All of the records must be repeated exactly.
*** Opening of Information ***
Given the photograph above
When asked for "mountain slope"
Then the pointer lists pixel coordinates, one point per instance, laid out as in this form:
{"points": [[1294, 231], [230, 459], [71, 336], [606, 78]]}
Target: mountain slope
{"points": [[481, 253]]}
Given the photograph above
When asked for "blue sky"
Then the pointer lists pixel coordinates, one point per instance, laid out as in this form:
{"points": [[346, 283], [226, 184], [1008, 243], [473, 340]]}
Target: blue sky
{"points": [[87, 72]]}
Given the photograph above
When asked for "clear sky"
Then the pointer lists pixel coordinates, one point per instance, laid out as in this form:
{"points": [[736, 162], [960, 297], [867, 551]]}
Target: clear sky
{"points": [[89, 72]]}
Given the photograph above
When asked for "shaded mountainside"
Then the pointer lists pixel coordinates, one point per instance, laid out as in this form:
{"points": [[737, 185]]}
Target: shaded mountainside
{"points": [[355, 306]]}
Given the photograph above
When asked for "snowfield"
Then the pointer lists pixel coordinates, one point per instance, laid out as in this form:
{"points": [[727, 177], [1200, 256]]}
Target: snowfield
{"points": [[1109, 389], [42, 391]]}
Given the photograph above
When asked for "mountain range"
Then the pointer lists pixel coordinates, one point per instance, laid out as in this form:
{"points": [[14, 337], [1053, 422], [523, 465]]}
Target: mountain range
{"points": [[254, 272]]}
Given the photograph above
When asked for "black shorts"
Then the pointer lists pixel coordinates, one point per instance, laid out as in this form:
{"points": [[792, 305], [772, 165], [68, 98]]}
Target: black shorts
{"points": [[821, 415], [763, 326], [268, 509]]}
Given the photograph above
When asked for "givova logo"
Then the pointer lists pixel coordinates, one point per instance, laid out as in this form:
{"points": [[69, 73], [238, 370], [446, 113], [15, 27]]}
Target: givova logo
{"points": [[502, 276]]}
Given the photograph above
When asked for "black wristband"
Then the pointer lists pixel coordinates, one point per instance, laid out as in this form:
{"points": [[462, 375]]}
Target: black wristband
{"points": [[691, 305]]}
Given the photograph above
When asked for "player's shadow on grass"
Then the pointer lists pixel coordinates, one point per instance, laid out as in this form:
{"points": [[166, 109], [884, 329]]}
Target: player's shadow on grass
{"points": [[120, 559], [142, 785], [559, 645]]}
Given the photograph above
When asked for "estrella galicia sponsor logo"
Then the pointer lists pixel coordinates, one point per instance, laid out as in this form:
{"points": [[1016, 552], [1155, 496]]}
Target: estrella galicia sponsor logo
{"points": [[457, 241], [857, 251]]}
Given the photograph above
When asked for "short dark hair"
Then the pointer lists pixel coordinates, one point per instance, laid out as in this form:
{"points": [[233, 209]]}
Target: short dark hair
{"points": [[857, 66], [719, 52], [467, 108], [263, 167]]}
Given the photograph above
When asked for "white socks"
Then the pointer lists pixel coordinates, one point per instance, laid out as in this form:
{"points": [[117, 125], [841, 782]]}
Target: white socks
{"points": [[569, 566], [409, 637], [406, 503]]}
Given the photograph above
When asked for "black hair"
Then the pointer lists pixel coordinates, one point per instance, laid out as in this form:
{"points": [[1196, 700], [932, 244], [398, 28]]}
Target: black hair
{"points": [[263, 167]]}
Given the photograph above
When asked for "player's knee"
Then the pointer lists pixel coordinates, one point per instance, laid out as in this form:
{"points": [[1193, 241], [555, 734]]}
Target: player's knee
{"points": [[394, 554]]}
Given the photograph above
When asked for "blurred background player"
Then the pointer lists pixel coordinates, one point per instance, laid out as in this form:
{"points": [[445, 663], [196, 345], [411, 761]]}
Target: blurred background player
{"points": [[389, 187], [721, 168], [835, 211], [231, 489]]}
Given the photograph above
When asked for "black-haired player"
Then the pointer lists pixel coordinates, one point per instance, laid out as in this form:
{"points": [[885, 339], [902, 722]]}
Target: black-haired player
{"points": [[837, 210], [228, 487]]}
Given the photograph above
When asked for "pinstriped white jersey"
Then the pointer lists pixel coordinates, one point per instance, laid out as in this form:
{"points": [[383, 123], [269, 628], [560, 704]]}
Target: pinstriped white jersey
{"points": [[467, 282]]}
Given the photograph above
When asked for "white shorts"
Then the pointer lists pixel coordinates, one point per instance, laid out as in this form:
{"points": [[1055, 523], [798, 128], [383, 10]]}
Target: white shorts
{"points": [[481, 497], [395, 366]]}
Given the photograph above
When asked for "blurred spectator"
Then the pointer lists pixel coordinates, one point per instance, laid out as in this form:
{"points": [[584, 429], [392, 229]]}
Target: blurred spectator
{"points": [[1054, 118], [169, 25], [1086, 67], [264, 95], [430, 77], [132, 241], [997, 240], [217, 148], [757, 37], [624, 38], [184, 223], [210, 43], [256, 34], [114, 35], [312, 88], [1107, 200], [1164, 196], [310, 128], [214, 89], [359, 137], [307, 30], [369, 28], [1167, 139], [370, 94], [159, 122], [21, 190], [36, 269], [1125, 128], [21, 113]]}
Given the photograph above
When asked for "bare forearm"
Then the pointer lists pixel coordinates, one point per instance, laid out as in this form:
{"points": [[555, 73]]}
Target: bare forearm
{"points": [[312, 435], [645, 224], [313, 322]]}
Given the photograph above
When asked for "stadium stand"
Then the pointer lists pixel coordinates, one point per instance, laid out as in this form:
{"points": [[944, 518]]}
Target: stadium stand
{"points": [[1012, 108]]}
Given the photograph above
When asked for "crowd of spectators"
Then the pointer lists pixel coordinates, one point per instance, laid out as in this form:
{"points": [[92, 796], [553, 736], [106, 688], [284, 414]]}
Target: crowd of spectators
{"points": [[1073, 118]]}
*** Close of Information ***
* _The answer_:
Given the photograph above
When asked for "mountain slope"
Then the pointer lists pixel coordinates, one point per instance, laid out as in this form:
{"points": [[1294, 231], [230, 459], [71, 336], [606, 78]]}
Target: mountain slope
{"points": [[481, 253]]}
Given the photograph above
When asked for "blue sky"
Then the pointer lists pixel coordinates, one point per instance, laid out as in this form:
{"points": [[346, 283], [226, 184], [1008, 243], [473, 340]]}
Target: blue sky
{"points": [[87, 72]]}
Given the photograph above
When asked for "clear sky"
Then the pointer lists pixel coordinates, one point per instance, laid out as in this form:
{"points": [[736, 162], [960, 297], [867, 551]]}
Target: clear sky
{"points": [[89, 72]]}
Given the photograph above
When asked for "shaded mountainside"
Then the pointer lists pixel coordinates, one point per instance, laid out as in this form:
{"points": [[737, 185]]}
Target: shaded mountainside
{"points": [[355, 306]]}
Given the photograph above
When asked for "snowfield"
Then the pointer lists pixel coordinates, one point per instance, laid out as in this form:
{"points": [[727, 177], [1200, 256]]}
Target: snowfield
{"points": [[1109, 389], [42, 391]]}
Given the photograph above
When asked for "mountain range"
Then the pointer lists pixel coordinates, one point per instance, laid out as in this form:
{"points": [[14, 337], [1053, 422], [523, 465]]}
Target: mountain range
{"points": [[254, 272]]}
Given the photograph above
When asked for "black shorts"
Then the pointer lists pixel coordinates, one point per instance, laid out as in this form:
{"points": [[792, 305], [772, 165], [68, 98]]}
Target: black shorts
{"points": [[821, 415], [763, 326], [268, 509]]}
Given the photograph above
When asked for "givova logo"
Then the pointer lists pixel coordinates, one point per instance, laid out as in this form:
{"points": [[69, 73], [238, 370], [446, 113], [15, 27]]}
Target: givova logo
{"points": [[502, 276]]}
Given the photograph above
When asked for "black wristband"
Then the pointer lists pixel coordinates, one point per instance, laid out as in this form:
{"points": [[462, 375]]}
Target: black wristband
{"points": [[691, 305]]}
Given the photograph above
When asked for "player's shadow on grass"
Then the pointer lists pixel coordinates, one point per instance, laid out as in this form:
{"points": [[166, 109], [884, 329]]}
Target: player's shadow on grass
{"points": [[120, 559], [142, 785], [559, 645]]}
Given the photograph above
When asked for "estrella galicia sponsor logo"
Then the pointer lists pixel coordinates, one point per instance, laid out as in this form:
{"points": [[1016, 552], [1155, 496]]}
Target: estrella galicia sponsor logo
{"points": [[457, 241], [857, 251]]}
Given the photograph above
When asked for "short dark hair"
Then the pointer lists pixel coordinates, one point per instance, laid out as in this form:
{"points": [[233, 209]]}
Target: short dark hair
{"points": [[857, 66], [719, 52], [467, 108], [263, 167]]}
Given the photograph above
When asked for "white socks"
Then the pointer lists pixel coordinates, one point per instance, laid out as in this form:
{"points": [[117, 125], [841, 782]]}
Target: white socks
{"points": [[569, 566], [409, 637], [406, 503]]}
Given the photograph above
When asked for "black hair"
Then the pointer lists pixel coordinates, one point per instance, laid out as in this form:
{"points": [[1196, 700], [932, 244], [398, 28]]}
Target: black hair
{"points": [[263, 167]]}
Given the photograph above
When asked for "player's knee"
Then the pointer lists pixel coordinates, one point per instance, laid out as in this form:
{"points": [[1193, 241], [555, 734]]}
Target: player's knee
{"points": [[394, 554]]}
Given the photograph above
When asked for "blurred background player"
Then the pointer lists pixel coordinates, one point per instance, laid out as in this form:
{"points": [[445, 663], [196, 345], [411, 761]]}
Target: blurred background player
{"points": [[389, 187], [721, 168], [835, 211], [231, 489]]}
Given the photograph above
When asked for "black-haired player"
Then the pointer lists pixel coordinates, one point per instance, laid out as in this form:
{"points": [[885, 339], [902, 722]]}
Target: black-haired player
{"points": [[837, 210], [228, 487]]}
Given the photograph above
When asked for "pinstriped white jersey"
Then the pointer lists pixel coordinates, one point per instance, laid out as in this form:
{"points": [[383, 123], [269, 628], [560, 704]]}
Target: pinstriped white jersey
{"points": [[467, 282]]}
Given the photograph above
When asked for "white shorts"
Then the pointer lists pixel coordinates, one point per instance, laid out as in this form:
{"points": [[1055, 523], [798, 128], [383, 10]]}
Target: white shorts
{"points": [[481, 497], [395, 366]]}
Given the photograph above
When asked for "blurred spectator"
Then the pointer lists pixel coordinates, one point per instance, laid out as in this form:
{"points": [[584, 429], [392, 229]]}
Target: blurred spectator
{"points": [[1054, 118], [169, 25], [1086, 67], [264, 95], [430, 77], [132, 241], [997, 240], [217, 148], [757, 37], [624, 38], [184, 223], [210, 43], [256, 34], [114, 35], [312, 88], [1107, 200], [1164, 196], [310, 128], [214, 89], [359, 137], [307, 30], [369, 28], [1167, 139], [370, 94], [159, 122], [21, 190], [36, 269], [1125, 128], [21, 113]]}
Given the photograph above
When asked for "bare forearm"
Then the pointer lists pixel coordinates, one point per instance, laid out as in this form:
{"points": [[555, 73]]}
Target: bare forearm
{"points": [[312, 435], [645, 224], [313, 322]]}
Given the photograph above
When asked for "stadium stand"
Then the pointer lists pixel coordinates, one point per instance, laid out as in this form:
{"points": [[944, 518]]}
Target: stadium stand
{"points": [[1012, 108]]}
Given the photograph above
When asked for "crowd of spectators"
Then the pointer lists pixel coordinates, one point per instance, laid out as in this form:
{"points": [[92, 796], [553, 736], [106, 688], [284, 414]]}
Target: crowd of spectators
{"points": [[1073, 118]]}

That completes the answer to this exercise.